▸ **Exercise description**
Reproduce exactly the lines from the line containing "bank, written as integer pixel values." through the end of the records below, including both ends, and nothing else.
════════════════════
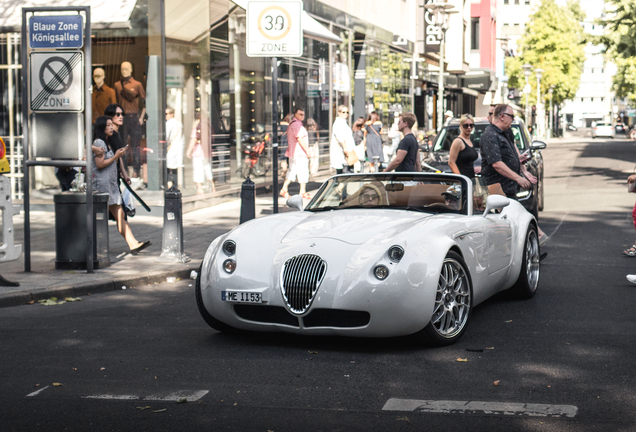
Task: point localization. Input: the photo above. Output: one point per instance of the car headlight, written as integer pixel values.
(229, 247)
(229, 266)
(396, 253)
(381, 272)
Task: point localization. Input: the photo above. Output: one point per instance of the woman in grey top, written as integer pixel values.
(105, 179)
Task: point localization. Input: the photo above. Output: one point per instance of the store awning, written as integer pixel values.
(104, 13)
(312, 28)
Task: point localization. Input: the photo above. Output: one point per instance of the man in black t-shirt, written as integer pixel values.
(407, 158)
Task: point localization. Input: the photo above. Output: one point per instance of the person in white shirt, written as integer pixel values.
(175, 142)
(341, 142)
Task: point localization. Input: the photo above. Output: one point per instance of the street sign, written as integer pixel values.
(60, 31)
(274, 29)
(57, 81)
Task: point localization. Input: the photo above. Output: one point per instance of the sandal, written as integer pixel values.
(631, 251)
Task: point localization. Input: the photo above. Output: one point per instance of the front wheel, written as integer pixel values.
(453, 302)
(528, 281)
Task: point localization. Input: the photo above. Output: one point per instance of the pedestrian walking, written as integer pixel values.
(341, 142)
(105, 180)
(462, 153)
(407, 158)
(373, 127)
(631, 252)
(298, 154)
(359, 139)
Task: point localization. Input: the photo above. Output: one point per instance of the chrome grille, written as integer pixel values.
(301, 278)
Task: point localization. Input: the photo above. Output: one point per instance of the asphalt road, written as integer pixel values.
(126, 360)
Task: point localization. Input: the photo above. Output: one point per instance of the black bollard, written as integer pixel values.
(172, 245)
(248, 201)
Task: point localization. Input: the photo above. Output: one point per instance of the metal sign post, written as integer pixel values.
(274, 29)
(54, 81)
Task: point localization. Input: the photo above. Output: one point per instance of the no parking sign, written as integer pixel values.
(57, 81)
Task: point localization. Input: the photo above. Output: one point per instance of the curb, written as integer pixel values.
(25, 298)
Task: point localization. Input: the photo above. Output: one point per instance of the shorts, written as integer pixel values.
(298, 167)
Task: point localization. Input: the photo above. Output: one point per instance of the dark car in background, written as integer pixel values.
(436, 158)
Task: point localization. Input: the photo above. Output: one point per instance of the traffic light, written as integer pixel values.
(4, 163)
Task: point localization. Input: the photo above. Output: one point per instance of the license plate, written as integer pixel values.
(241, 297)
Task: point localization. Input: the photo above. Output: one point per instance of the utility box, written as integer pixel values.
(70, 231)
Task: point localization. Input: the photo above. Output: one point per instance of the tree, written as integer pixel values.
(555, 42)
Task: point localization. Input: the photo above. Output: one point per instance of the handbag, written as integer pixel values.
(352, 157)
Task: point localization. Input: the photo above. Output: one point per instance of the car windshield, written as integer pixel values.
(432, 193)
(449, 133)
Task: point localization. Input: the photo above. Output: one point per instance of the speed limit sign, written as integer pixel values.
(274, 29)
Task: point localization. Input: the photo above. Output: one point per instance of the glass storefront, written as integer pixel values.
(199, 110)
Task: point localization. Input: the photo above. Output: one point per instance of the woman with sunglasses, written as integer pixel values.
(462, 152)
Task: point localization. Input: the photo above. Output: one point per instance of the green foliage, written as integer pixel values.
(553, 41)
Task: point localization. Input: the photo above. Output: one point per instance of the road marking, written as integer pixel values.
(499, 408)
(37, 392)
(190, 395)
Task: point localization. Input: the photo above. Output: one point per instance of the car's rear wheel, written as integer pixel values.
(209, 319)
(453, 302)
(528, 281)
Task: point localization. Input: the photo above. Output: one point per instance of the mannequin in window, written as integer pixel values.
(131, 95)
(102, 94)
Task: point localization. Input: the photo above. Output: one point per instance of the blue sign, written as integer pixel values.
(61, 31)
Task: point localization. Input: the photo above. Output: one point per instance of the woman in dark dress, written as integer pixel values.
(374, 140)
(462, 153)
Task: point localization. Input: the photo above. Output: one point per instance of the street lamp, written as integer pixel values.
(540, 119)
(442, 11)
(527, 70)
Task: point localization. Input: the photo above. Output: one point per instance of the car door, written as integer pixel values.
(499, 242)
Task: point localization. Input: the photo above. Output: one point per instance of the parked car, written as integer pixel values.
(437, 158)
(372, 255)
(603, 130)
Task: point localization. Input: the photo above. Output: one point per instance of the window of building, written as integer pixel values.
(474, 33)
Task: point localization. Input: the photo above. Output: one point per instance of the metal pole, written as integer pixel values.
(440, 85)
(25, 142)
(88, 120)
(275, 131)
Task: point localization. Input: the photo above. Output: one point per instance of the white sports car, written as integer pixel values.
(376, 255)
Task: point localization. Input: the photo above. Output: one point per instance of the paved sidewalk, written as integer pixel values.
(200, 228)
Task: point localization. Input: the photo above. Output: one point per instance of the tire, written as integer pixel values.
(453, 303)
(528, 281)
(209, 319)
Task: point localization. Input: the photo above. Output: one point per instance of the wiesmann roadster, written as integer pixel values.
(376, 255)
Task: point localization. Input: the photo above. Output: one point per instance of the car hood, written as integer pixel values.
(355, 226)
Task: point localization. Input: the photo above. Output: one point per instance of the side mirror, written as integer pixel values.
(538, 145)
(495, 202)
(296, 202)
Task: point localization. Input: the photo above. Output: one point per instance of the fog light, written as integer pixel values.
(381, 272)
(229, 266)
(396, 253)
(229, 248)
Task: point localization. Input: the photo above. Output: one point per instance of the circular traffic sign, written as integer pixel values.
(56, 72)
(274, 23)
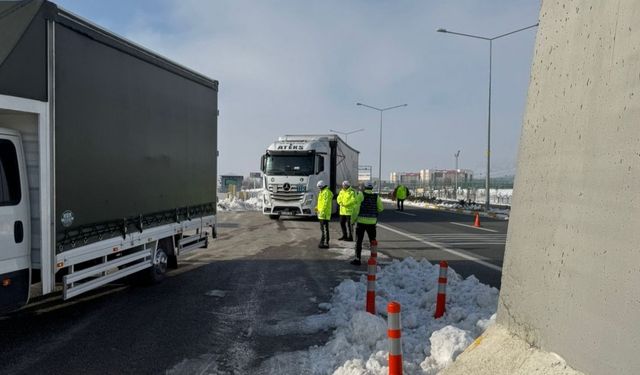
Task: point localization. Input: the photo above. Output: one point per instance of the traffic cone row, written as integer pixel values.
(394, 331)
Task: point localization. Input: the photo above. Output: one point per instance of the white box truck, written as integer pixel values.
(107, 156)
(293, 165)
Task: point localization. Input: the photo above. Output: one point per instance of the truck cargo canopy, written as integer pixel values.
(23, 59)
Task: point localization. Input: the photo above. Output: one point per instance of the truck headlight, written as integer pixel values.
(308, 199)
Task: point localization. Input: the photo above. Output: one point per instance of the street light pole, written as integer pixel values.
(490, 40)
(380, 152)
(346, 134)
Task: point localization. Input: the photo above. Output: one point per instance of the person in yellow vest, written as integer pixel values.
(401, 193)
(346, 201)
(369, 205)
(323, 209)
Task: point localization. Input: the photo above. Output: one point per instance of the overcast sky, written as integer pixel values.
(299, 67)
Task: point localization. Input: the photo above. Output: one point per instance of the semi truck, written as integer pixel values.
(293, 165)
(107, 156)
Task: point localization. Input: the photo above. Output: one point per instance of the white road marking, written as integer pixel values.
(406, 213)
(438, 246)
(471, 226)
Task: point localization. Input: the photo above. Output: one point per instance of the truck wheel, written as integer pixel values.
(158, 271)
(172, 262)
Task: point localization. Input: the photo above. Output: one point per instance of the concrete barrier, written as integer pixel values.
(571, 273)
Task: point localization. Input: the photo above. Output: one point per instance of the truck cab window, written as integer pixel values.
(9, 174)
(289, 165)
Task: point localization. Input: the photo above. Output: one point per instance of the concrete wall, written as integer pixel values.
(571, 281)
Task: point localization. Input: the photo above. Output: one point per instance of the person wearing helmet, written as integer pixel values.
(400, 193)
(346, 201)
(323, 209)
(368, 206)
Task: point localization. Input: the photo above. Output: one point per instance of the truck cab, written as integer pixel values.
(293, 165)
(289, 181)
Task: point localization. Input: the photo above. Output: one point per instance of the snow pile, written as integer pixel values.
(235, 204)
(359, 343)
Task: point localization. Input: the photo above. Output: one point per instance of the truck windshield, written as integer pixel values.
(290, 165)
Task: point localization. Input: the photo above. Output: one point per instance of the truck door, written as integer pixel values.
(15, 234)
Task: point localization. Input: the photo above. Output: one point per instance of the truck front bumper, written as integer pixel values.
(287, 210)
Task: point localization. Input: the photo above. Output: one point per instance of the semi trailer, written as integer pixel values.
(293, 165)
(107, 156)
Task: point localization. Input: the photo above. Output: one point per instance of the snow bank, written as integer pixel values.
(359, 343)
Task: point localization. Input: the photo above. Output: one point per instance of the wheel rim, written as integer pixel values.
(160, 260)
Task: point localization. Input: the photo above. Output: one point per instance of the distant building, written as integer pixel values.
(445, 177)
(409, 179)
(364, 173)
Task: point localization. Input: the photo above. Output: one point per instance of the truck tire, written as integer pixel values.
(158, 270)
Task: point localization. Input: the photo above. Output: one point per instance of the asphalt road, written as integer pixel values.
(441, 235)
(222, 310)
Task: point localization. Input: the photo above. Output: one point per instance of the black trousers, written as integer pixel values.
(360, 229)
(324, 228)
(347, 227)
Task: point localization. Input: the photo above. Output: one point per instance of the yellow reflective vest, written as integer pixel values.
(379, 208)
(347, 201)
(402, 192)
(323, 207)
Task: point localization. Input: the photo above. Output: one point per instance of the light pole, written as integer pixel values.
(457, 171)
(380, 153)
(346, 134)
(489, 112)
════════════════════
▸ **Answer**
Task: point localization. Input: the photo above. Output: one point per instance of the snow bank, written as integer pixel values.
(359, 343)
Task: point localization. Input: the photo above. Output: one point per instance of the wheel rim, written as integer pixel values.
(160, 260)
Task: point localization. Input: the photo above. Output: one point per instance of the distant building, written as integer pixel values.
(445, 177)
(409, 179)
(364, 173)
Task: point localization. Input: the photo above. Output: one point per instance of the truck tire, written as integer pixel values.
(158, 270)
Task: point localization. Input: the photo above. Output: one point per instance of the asphalt road, written as integer pixel values.
(441, 235)
(222, 310)
Task: point localization. Input: the photo above. Output: one point per instance of the black trousers, written as integer pixel values.
(360, 229)
(324, 228)
(347, 227)
Task: point localization. Input: the photo above. Output: one point per instance of the yellow reflective vest, written as integer pixel values.
(379, 208)
(347, 201)
(402, 192)
(323, 207)
Task: point localization. Input: the photo above. Output: one point per instance of the light pole, written as integer pixel values.
(457, 171)
(380, 153)
(346, 134)
(489, 112)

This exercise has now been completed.